▸ **What you should do**:
Pick out and copy each line of the listing below that contains the word "road".

Detection annotation records:
• • • • •

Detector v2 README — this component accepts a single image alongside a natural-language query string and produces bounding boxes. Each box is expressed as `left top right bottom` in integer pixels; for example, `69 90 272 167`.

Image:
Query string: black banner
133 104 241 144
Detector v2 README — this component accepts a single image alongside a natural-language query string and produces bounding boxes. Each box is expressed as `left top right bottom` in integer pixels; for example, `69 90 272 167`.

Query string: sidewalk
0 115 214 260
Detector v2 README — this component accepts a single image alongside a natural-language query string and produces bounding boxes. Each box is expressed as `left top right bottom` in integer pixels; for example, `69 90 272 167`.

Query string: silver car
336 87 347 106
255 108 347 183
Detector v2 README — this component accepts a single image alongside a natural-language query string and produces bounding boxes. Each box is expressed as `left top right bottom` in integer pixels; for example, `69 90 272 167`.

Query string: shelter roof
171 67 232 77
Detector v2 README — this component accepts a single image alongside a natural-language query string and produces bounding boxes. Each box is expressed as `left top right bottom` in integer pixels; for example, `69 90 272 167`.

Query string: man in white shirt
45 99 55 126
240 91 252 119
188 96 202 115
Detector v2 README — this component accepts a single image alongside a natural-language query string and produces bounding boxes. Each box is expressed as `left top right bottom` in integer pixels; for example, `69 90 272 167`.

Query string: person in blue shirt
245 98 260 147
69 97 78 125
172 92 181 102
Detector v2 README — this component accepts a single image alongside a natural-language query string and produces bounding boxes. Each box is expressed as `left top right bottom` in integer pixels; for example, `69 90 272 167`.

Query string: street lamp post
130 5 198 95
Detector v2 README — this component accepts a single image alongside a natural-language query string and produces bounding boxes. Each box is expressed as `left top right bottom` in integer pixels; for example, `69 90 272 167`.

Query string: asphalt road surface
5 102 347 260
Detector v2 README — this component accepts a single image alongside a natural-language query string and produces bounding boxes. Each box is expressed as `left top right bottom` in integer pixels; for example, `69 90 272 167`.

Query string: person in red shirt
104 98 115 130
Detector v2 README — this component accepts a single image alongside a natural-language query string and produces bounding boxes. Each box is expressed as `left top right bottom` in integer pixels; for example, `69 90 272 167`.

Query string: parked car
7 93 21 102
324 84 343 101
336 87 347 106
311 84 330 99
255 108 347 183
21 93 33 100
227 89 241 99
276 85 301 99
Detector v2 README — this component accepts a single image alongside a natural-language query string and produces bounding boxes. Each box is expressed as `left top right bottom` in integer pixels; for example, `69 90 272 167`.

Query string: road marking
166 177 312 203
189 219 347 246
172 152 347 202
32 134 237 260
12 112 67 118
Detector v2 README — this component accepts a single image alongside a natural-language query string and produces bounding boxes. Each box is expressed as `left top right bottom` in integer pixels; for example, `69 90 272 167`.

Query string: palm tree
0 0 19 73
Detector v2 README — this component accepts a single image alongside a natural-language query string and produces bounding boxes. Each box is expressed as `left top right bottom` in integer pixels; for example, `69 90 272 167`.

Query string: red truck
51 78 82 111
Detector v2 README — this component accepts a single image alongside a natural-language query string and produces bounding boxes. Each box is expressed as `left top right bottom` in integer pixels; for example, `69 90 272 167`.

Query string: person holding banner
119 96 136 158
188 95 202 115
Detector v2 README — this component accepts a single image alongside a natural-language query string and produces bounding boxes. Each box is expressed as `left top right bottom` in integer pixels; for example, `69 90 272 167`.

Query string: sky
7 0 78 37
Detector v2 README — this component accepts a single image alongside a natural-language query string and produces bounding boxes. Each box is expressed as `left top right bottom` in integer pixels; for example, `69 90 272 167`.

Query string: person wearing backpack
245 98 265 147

• • • • •

▸ **Solution for this problem**:
Query string: asphalt road surface
Query string: road marking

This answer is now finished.